[Excerpts from a location annotation dataset]
- - -
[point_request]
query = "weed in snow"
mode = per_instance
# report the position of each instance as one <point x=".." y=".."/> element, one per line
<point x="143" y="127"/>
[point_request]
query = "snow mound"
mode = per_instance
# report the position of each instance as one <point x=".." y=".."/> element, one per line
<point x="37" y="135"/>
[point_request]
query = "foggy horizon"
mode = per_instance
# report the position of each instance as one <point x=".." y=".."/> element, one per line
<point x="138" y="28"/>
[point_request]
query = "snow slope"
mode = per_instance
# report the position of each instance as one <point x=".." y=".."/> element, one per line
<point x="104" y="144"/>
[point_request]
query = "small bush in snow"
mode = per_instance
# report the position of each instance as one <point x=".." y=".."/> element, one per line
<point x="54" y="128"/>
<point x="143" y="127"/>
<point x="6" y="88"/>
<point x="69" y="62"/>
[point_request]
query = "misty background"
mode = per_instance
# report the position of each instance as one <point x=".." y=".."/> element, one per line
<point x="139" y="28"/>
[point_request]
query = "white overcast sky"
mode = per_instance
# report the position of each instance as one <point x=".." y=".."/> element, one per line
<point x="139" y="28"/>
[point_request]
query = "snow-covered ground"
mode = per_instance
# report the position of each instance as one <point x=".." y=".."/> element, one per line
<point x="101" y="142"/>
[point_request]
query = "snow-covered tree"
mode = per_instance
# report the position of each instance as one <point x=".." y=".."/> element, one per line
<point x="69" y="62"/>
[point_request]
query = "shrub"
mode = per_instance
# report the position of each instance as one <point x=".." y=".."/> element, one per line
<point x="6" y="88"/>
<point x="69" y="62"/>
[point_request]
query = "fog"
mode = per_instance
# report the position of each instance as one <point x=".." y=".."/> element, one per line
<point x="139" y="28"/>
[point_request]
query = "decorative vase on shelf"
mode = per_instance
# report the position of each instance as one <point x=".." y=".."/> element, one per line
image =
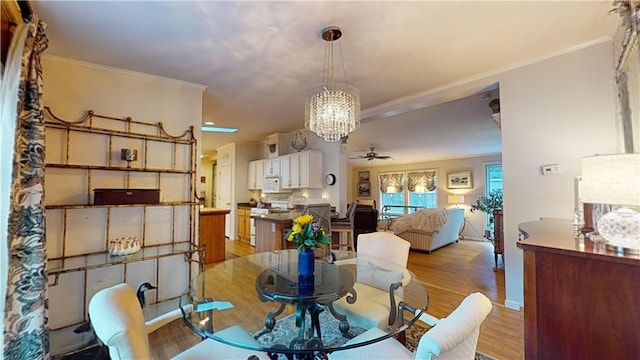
- - -
• YOUR INSTRUCTIONS: Find each line in the material that contains the string "snow" and copy those lines. Case counts.

• ANSWER TO THIS PROBLEM:
query = "weed in snow"
query = "snow mound"
query = "snow slope"
query = "small bush in snow"
query = "snow-covered ground"
query = "snow-covered tree"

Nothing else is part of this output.